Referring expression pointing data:
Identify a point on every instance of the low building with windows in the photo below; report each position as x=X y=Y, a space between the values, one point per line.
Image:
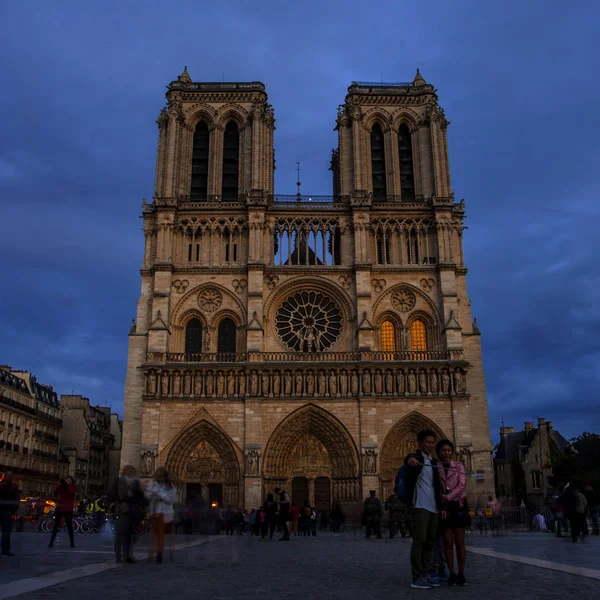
x=302 y=341
x=30 y=430
x=87 y=441
x=523 y=465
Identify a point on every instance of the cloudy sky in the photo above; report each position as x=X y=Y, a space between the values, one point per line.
x=83 y=83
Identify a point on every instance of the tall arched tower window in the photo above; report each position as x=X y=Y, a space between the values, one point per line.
x=226 y=342
x=378 y=162
x=193 y=337
x=388 y=337
x=418 y=336
x=199 y=189
x=231 y=152
x=407 y=178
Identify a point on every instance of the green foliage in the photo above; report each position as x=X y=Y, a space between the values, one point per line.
x=580 y=463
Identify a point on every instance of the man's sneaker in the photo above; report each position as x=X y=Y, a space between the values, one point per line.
x=421 y=583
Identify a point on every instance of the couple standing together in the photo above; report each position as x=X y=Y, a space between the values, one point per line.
x=436 y=488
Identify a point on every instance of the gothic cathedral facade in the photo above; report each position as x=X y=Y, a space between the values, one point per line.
x=302 y=341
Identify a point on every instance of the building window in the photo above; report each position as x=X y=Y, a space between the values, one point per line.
x=378 y=162
x=199 y=190
x=193 y=337
x=231 y=151
x=226 y=336
x=388 y=337
x=418 y=336
x=407 y=178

EXERCISE PROMPT: The lines to set down, exactly and with both ends included, run from the one containing "Identify a point on every instance of the gothic" to the last line of the data above.

RESPONSE BOX:
Identify a point on every instance of the gothic cathedral facade in the photo above; report each position as x=X y=Y, a space between the values, one point per line.
x=302 y=341
Identify a point on every instance of the building window in the photo above; report each position as x=X y=Y, a space between the values, one point per line.
x=378 y=162
x=199 y=190
x=193 y=337
x=231 y=151
x=226 y=336
x=388 y=337
x=418 y=336
x=407 y=178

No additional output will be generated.